/---

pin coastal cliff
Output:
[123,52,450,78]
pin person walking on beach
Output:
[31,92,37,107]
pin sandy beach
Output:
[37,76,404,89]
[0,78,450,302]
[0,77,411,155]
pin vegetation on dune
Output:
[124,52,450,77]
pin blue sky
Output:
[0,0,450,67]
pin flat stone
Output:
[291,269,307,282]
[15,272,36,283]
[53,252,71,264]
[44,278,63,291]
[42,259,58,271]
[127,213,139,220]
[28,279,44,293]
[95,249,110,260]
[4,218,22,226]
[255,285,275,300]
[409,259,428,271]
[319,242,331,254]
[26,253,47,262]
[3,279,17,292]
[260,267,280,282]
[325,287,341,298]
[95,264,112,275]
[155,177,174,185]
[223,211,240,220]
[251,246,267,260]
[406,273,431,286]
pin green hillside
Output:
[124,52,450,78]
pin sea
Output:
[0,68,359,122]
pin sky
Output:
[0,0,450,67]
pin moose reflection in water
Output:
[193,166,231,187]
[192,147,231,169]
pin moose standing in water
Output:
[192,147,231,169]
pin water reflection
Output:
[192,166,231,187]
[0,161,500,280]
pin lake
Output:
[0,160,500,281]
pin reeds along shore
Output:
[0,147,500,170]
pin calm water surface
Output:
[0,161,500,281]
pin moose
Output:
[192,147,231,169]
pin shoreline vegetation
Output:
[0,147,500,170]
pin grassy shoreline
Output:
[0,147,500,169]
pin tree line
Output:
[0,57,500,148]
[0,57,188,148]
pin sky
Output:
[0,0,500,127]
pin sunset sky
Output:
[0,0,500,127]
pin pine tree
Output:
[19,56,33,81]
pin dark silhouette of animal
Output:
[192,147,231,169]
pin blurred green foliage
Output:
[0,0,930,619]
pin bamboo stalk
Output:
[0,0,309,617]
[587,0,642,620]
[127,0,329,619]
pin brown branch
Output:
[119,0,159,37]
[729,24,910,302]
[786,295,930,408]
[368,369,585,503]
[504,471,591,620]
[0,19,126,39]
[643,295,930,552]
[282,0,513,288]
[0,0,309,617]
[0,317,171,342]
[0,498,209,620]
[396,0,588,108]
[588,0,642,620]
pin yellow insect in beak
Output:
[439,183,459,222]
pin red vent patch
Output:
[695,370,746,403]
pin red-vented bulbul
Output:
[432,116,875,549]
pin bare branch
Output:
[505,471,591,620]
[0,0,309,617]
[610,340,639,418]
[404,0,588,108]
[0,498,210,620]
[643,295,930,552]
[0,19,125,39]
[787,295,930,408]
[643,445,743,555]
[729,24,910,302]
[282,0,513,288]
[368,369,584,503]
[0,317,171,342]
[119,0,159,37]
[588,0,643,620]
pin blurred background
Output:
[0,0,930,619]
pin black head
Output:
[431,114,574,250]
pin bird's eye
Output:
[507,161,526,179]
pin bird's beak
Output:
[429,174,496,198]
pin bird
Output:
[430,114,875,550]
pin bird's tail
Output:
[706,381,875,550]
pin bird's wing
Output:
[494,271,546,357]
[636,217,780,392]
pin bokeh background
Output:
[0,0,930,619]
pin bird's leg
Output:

\---

_The problem_: Copy out every row above, character for character.

_The output_:
pin coastal cliff
Output:
[123,52,450,78]
pin person walking on beach
Output:
[31,92,37,107]
pin sandy beach
Output:
[37,76,404,89]
[0,78,450,302]
[0,77,411,155]
pin vegetation on dune
Output:
[124,52,450,77]
pin blue sky
Output:
[0,0,450,67]
pin flat stone
Output:
[291,269,307,282]
[15,272,36,283]
[53,252,71,264]
[44,278,63,291]
[42,259,58,271]
[127,213,139,220]
[28,279,44,293]
[95,249,110,260]
[4,218,22,226]
[255,285,275,300]
[409,259,428,271]
[319,242,331,254]
[26,253,47,262]
[3,279,17,292]
[260,267,280,282]
[325,287,341,298]
[95,264,112,275]
[155,177,174,185]
[223,211,240,220]
[251,246,267,260]
[406,273,431,286]
pin green hillside
Output:
[124,52,450,78]
pin sea
Output:
[0,68,359,122]
pin sky
Output:
[0,0,450,67]
pin moose reflection in water
Output:
[193,166,231,187]
[192,147,231,169]
pin moose standing in water
Output:
[192,147,231,169]
pin water reflection
Output:
[192,166,231,187]
[0,161,500,280]
pin lake
Output:
[0,160,500,281]
pin reeds along shore
Output:
[0,147,500,170]
pin calm water surface
Output:
[0,161,500,281]
pin moose
Output:
[192,147,231,169]
pin shoreline vegetation
Output:
[0,147,500,170]
pin grassy shoreline
Output:
[0,147,500,169]
pin tree line
Output:
[0,57,500,148]
[0,57,188,148]
pin sky
Output:
[0,0,500,127]
pin sunset sky
Output:
[0,0,500,127]
pin pine tree
Output:
[19,56,33,81]
pin dark silhouette of animal
Output:
[192,147,231,169]
pin blurred green foliage
Output:
[0,0,930,619]
pin bamboo stalk
Output:
[0,0,309,617]
[587,0,642,620]
[127,0,329,619]
pin brown branch
Output:
[119,0,159,37]
[729,24,910,302]
[786,295,930,408]
[368,369,585,503]
[504,471,591,620]
[0,19,126,39]
[643,295,930,552]
[282,0,513,288]
[0,0,309,617]
[0,317,171,342]
[0,498,209,620]
[396,0,588,108]
[588,0,642,620]
pin yellow insect in beak
Output:
[439,183,459,222]
pin red vent patch
Output:
[695,370,746,403]
pin red-vented bulbul
Output:
[432,116,875,549]
pin bare branch
Output:
[505,471,591,620]
[0,0,309,617]
[610,340,639,418]
[404,0,588,108]
[0,498,210,620]
[643,295,930,552]
[0,19,125,39]
[787,295,930,408]
[643,445,743,555]
[729,24,910,302]
[282,0,513,288]
[368,369,584,503]
[0,317,171,342]
[119,0,159,37]
[588,0,643,620]
pin blurred background
Output:
[0,0,930,619]
pin black head
Output:
[431,114,574,250]
pin bird's eye
Output:
[507,161,526,179]
pin bird's beak
Output:
[429,174,496,198]
pin bird
Output:
[430,114,875,550]
pin bird's tail
Output:
[706,381,875,550]
pin bird's wing
Output:
[494,271,546,357]
[636,217,780,392]
pin bokeh background
Output:
[0,0,930,619]
pin bird's leg
Output:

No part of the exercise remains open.